▶ WHAT YOU WILL DO: Could you repeat the rows from the line that contains "Trace the outline of every instance of the sky" through the end of the rows, switching "Segments" to "Polygons" and keeping everything else the same? Leave the pictures out.

-----

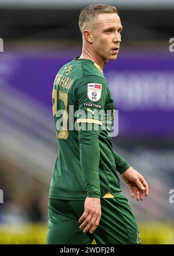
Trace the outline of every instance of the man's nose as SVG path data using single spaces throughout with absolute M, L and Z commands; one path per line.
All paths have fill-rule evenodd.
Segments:
M 117 32 L 114 38 L 114 42 L 121 42 L 121 34 L 120 33 Z

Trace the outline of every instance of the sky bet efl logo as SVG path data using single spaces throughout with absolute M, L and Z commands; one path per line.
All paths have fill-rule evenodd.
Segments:
M 92 101 L 98 101 L 102 96 L 102 84 L 90 83 L 88 84 L 87 96 Z

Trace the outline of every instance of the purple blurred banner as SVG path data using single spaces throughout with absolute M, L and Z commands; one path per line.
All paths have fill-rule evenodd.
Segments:
M 55 77 L 79 52 L 47 52 L 42 56 L 4 53 L 0 79 L 47 104 L 51 115 Z M 104 70 L 115 109 L 119 109 L 119 135 L 173 136 L 174 58 L 157 51 L 128 53 L 108 62 Z

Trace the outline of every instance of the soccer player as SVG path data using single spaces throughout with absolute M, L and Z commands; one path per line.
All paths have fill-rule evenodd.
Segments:
M 148 195 L 148 185 L 114 151 L 111 131 L 102 129 L 107 111 L 108 120 L 113 122 L 114 114 L 103 69 L 118 54 L 120 18 L 114 6 L 92 5 L 81 12 L 79 26 L 82 54 L 61 67 L 53 85 L 59 152 L 49 190 L 47 243 L 139 244 L 139 228 L 117 171 L 137 200 Z

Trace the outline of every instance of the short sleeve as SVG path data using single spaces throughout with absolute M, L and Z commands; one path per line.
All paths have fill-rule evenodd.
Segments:
M 102 126 L 108 95 L 108 84 L 104 78 L 92 76 L 84 79 L 77 90 L 77 123 L 90 123 Z

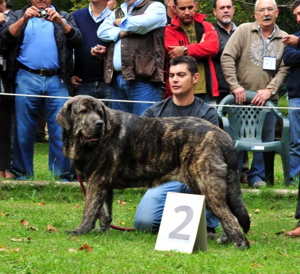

-----

▶ EXPECTED OUTPUT:
Trace the outline of every instance of the sky bet efl logo as SVG path data using single spaces throughout with absolute M, L and Z commands; one path per line.
All paths have fill-rule evenodd.
Polygons:
M 92 101 L 98 101 L 102 96 L 102 84 L 90 83 L 88 84 L 87 96 Z

Trace the outline of every instance of the purple blurred banner as SVG path data using single spaces throughout with absolute M, L and Z commands; one path per line.
All paths have fill-rule evenodd.
Polygons:
M 55 77 L 79 52 L 47 52 L 42 56 L 4 53 L 0 79 L 47 104 L 51 115 Z M 104 70 L 115 109 L 119 109 L 119 135 L 173 136 L 174 58 L 157 51 L 128 53 L 108 62 Z

Trace the outline of every instance of the soccer player as SVG path data using single spaces throughout with absolute M, L and Z commands; one path per line.
All paths have fill-rule evenodd.
Polygons:
M 148 195 L 148 185 L 114 151 L 111 131 L 102 129 L 107 111 L 108 120 L 113 122 L 114 114 L 103 69 L 118 54 L 120 18 L 114 6 L 92 5 L 81 12 L 79 26 L 82 54 L 61 67 L 53 85 L 59 152 L 49 190 L 47 243 L 139 244 L 139 228 L 117 171 L 137 200 Z

Trace the outline of every instance of the short sleeve as SVG path data using single spaces throughout with absolute M, L and Z commands; one path per line.
All paths have fill-rule evenodd.
Polygons:
M 102 126 L 108 95 L 108 84 L 104 78 L 92 76 L 84 79 L 77 90 L 77 123 L 90 123 Z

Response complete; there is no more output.